- EXCERPT:
★ ★ ★ ★ ★
Wednesday, October 3, 2012

Yoga from the Inside Out Response Two

The second fourth of the book talked about treating the body as temple according to kaya sadhana which refers to using the body as a means for change. This, as opposed to how I normally perceive yoga and other exercises, is very different from using exercise to change the body itself. It wasn't until I got to college that I realized I could grow spiritually through my body. It's a sacred temple which I should revere and respect, especially because it is a house for my delicate soul. I find comfort in the fact that despite how my body wears and tears over the course of my life, my soul and spirit will be constant. Hopefully they will be growing positively, but the point is that they don't age or weaken like my body inevitably shall. Nevertheless, I must try to my utmost to keep my body running well in a state of healthfulness partly out of respect for my soul, but also because I'll experience life to the fullest if I am physically well. I think this is different for everyone, simply because we're all different. For me, being kind to myself includes getting 7-9 hours of sleep. I can function well enough on less than that, but there's a noticeable difference in my ability to focus and my eating habits are pretty poor when it's day 2 or 3 of 5 hours of sleep. I also eat a lot of fruits and vegetables because I really like the taste and the juiciness. When I'm traveling or for whatever reason don't have some fruit and/or veggies for more than a day or two, I feel groggy and insatiably thirsty, even if I am drinking a lot of water. I've learned that my body requires a lot of downtime, which I'm usually not willing to give it, thanks to my Type A tendencies. As a result, I do my best to take a 30-45 minute nap everyday since I have a hard time "doing nothing," that is, sitting up and letting myself be. I feel best when the aforementioned things are happening in my favor.
★ ★ ★ ★ ★
(Referring expression data)
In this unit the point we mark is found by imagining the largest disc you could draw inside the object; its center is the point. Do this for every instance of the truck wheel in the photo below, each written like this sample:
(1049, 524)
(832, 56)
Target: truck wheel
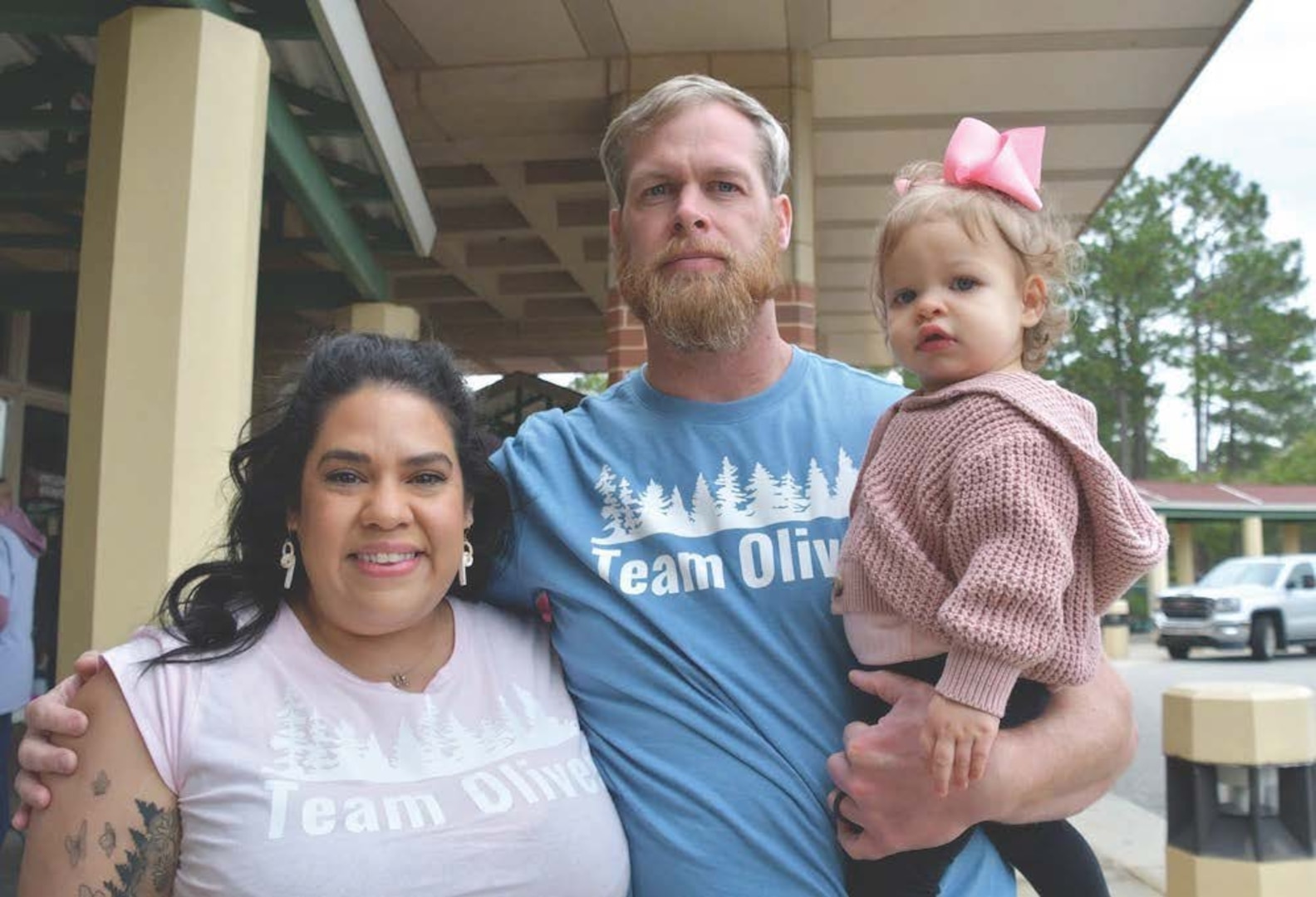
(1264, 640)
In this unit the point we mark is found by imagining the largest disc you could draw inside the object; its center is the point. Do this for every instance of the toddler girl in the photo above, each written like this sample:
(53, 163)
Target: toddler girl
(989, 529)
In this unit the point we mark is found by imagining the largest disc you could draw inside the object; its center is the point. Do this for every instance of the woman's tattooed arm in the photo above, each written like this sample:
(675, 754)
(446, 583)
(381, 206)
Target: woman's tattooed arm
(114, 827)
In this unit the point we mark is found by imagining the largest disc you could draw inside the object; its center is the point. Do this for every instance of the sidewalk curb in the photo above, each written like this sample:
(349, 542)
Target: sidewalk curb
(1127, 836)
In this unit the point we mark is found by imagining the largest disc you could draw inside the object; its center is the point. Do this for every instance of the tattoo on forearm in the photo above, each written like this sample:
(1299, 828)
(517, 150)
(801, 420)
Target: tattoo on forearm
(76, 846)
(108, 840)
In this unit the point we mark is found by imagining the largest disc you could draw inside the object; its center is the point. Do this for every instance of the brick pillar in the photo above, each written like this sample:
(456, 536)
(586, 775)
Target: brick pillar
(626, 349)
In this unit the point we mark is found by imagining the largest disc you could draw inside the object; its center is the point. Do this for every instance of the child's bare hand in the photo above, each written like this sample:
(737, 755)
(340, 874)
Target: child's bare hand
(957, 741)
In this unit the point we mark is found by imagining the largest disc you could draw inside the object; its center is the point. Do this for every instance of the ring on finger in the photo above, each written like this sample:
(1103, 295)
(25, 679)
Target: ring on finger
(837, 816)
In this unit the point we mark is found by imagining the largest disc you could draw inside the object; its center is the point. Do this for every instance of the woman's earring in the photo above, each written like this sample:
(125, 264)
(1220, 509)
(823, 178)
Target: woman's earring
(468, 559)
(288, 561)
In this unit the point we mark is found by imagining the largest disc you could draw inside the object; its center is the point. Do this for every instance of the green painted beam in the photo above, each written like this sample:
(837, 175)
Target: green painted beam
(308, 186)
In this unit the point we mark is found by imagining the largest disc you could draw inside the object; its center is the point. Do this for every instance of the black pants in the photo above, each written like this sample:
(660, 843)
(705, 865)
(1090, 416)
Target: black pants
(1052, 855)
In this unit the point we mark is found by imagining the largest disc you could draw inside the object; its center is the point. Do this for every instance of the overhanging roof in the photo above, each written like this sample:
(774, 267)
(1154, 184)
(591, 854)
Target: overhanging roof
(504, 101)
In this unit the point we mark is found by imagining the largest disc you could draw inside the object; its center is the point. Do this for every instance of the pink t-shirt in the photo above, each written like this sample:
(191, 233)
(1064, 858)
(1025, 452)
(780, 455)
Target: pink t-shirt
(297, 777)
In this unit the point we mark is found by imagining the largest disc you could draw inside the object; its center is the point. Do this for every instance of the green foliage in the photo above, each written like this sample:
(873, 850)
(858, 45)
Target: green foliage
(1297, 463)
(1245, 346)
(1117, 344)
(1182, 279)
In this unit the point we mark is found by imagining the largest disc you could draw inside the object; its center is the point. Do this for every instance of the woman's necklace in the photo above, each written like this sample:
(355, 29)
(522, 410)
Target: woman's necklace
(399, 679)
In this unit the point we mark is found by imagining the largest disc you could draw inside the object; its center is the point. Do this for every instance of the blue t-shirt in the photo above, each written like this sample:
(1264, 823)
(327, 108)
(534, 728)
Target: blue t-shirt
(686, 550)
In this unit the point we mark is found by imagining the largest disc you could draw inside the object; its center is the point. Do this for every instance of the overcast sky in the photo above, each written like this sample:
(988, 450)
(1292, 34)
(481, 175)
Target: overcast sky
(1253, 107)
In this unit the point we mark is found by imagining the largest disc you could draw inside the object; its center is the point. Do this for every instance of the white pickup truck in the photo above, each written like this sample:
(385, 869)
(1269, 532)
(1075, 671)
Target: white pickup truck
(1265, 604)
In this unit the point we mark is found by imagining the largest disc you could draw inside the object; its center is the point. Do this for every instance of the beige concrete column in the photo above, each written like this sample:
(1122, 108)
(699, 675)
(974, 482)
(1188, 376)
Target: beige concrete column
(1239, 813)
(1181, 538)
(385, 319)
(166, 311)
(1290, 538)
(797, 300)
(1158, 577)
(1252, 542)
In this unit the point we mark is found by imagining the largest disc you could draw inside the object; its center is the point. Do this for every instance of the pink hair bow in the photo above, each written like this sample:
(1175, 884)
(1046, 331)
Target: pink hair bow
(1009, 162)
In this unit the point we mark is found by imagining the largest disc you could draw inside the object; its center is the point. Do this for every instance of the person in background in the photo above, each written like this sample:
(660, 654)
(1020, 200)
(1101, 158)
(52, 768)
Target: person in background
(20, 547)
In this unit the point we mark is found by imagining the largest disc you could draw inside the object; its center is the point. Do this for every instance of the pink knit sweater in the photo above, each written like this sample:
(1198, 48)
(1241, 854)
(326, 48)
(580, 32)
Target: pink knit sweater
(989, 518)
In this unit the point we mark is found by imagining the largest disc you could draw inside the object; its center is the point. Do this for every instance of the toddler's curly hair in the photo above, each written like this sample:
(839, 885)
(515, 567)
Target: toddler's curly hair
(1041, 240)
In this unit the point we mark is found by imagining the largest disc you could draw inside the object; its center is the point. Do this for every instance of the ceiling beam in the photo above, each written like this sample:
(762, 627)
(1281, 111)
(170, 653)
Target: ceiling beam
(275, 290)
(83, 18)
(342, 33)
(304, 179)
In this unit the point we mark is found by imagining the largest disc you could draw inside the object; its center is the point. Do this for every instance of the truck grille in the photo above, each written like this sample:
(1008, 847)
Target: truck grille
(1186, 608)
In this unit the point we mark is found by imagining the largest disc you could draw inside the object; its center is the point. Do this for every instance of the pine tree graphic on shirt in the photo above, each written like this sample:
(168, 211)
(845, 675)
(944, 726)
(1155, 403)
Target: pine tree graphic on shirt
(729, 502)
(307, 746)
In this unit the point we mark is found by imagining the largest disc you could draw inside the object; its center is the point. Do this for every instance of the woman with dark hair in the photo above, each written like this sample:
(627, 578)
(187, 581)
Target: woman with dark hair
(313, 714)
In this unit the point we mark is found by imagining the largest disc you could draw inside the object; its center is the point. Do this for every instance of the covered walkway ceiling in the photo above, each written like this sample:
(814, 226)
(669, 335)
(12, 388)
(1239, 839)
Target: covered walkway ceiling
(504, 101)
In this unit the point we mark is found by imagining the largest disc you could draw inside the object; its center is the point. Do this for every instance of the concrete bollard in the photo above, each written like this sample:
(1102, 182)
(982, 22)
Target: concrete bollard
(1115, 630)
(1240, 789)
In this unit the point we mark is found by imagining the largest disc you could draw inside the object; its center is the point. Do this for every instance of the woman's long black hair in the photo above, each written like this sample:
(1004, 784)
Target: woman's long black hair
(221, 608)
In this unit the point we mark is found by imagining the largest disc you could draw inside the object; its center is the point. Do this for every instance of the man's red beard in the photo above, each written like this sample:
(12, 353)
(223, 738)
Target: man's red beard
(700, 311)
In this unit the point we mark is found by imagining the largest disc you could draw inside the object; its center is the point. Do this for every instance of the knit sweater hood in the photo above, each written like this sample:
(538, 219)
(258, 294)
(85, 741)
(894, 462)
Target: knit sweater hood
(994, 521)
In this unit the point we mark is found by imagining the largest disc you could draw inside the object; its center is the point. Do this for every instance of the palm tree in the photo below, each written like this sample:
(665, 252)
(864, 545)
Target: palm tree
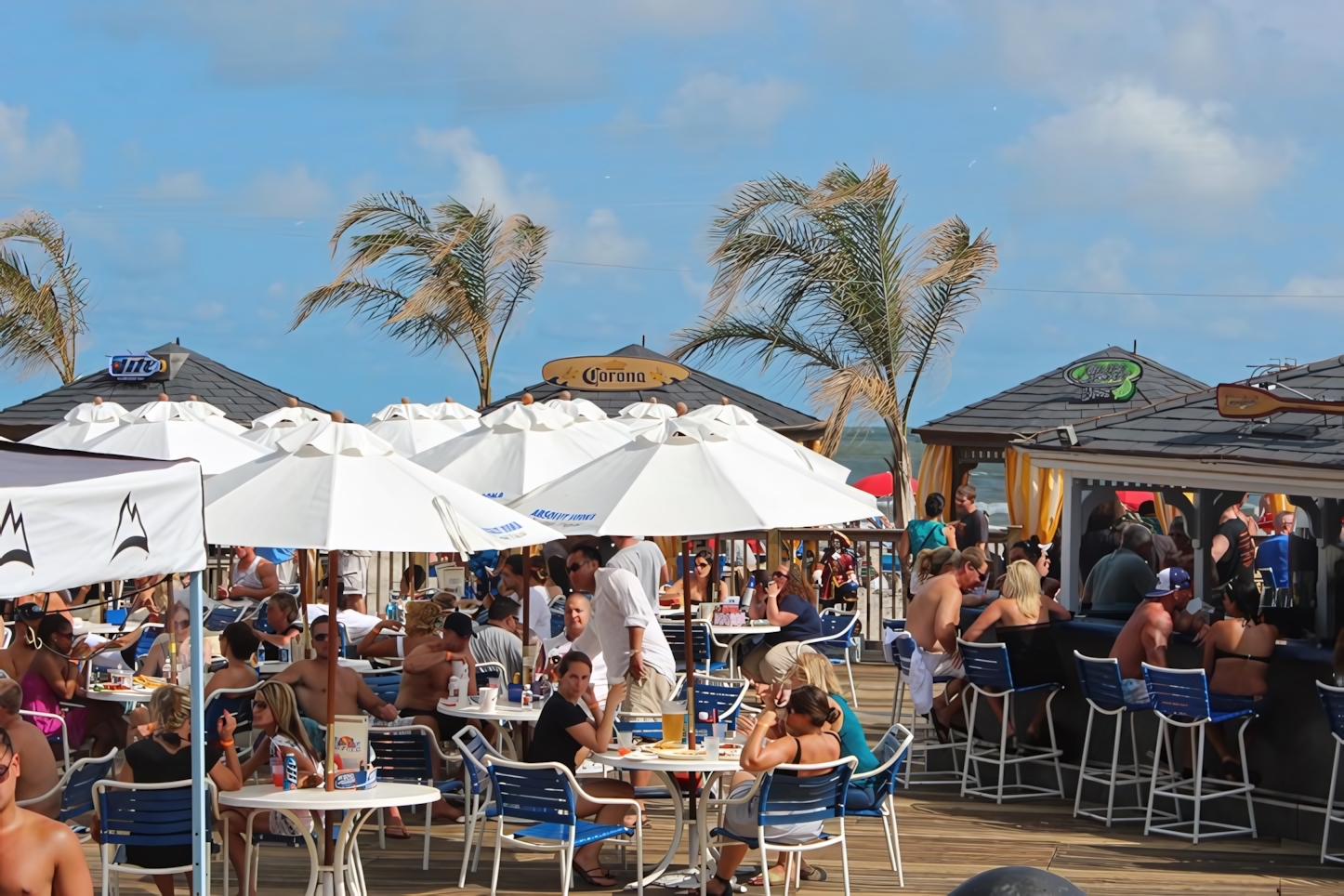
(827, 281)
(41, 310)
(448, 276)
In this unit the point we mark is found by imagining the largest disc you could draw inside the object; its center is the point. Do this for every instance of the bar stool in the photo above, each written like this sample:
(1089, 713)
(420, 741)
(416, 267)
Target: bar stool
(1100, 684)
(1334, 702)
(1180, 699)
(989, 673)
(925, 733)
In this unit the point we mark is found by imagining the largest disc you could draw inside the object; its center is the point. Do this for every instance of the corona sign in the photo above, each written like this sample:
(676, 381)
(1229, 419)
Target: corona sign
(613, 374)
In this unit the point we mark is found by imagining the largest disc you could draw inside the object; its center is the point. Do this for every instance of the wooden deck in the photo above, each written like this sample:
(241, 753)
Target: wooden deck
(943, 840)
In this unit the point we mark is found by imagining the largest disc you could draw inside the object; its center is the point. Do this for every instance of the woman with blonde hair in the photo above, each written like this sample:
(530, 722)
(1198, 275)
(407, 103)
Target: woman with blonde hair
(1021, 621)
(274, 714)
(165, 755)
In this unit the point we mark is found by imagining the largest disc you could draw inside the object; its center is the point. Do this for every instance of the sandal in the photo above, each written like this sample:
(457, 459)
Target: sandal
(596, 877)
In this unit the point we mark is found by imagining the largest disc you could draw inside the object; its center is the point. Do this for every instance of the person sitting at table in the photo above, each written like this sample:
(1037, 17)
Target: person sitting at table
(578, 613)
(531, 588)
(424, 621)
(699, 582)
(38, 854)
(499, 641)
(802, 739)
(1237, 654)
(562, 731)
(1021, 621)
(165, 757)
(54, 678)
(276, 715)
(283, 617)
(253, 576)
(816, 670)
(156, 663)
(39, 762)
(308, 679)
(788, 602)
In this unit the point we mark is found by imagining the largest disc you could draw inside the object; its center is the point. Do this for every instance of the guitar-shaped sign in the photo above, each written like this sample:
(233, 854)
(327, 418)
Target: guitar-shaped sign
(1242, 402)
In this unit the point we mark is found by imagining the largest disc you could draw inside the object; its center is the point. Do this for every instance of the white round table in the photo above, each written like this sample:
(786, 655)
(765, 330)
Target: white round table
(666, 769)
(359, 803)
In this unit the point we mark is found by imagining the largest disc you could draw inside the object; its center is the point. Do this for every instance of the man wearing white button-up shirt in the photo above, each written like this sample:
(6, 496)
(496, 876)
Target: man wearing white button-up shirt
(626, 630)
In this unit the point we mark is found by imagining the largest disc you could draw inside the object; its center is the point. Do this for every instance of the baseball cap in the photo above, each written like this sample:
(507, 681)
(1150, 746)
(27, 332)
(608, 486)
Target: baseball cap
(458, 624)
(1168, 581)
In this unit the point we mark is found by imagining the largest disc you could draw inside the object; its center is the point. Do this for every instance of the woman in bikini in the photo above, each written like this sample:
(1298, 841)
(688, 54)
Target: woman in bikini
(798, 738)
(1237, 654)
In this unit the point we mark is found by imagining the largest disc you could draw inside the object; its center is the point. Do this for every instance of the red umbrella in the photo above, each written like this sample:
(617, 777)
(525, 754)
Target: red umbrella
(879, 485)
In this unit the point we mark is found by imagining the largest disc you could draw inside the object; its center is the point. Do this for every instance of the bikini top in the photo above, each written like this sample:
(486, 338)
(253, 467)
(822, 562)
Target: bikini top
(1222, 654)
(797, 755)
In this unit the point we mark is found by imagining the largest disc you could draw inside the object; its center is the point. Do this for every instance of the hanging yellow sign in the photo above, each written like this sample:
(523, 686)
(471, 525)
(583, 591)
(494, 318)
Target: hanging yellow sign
★ ★ ★ ★ ★
- TASK:
Answer these questions from the yoga response:
(a) What does kaya sadhana refer to?
(b) How many hours of sleep does the writer consider part of being kind to themselves?
(c) How long is the nap the writer tries to take every day?
The items have nothing to do with this task.

- WRITTEN RESPONSE:
(a) Using the body as a means for change.
(b) 7-9 hours.
(c) 30-45 minutes.